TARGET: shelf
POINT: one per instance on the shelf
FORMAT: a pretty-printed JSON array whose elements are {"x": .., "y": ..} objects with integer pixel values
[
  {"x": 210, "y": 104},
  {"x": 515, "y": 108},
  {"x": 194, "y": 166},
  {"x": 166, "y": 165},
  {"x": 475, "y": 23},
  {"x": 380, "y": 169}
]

_ _ _

* **EXERCISE GOAL**
Every single line of the data above must be set down again exactly.

* **EXERCISE RESULT**
TARGET: shelf
POINT: one per instance on the shelf
FORMAT: a pretty-printed JSON array whose elements are {"x": .., "y": ..} objects with integer pixel values
[
  {"x": 210, "y": 104},
  {"x": 515, "y": 108},
  {"x": 194, "y": 166},
  {"x": 166, "y": 165},
  {"x": 475, "y": 23},
  {"x": 380, "y": 169}
]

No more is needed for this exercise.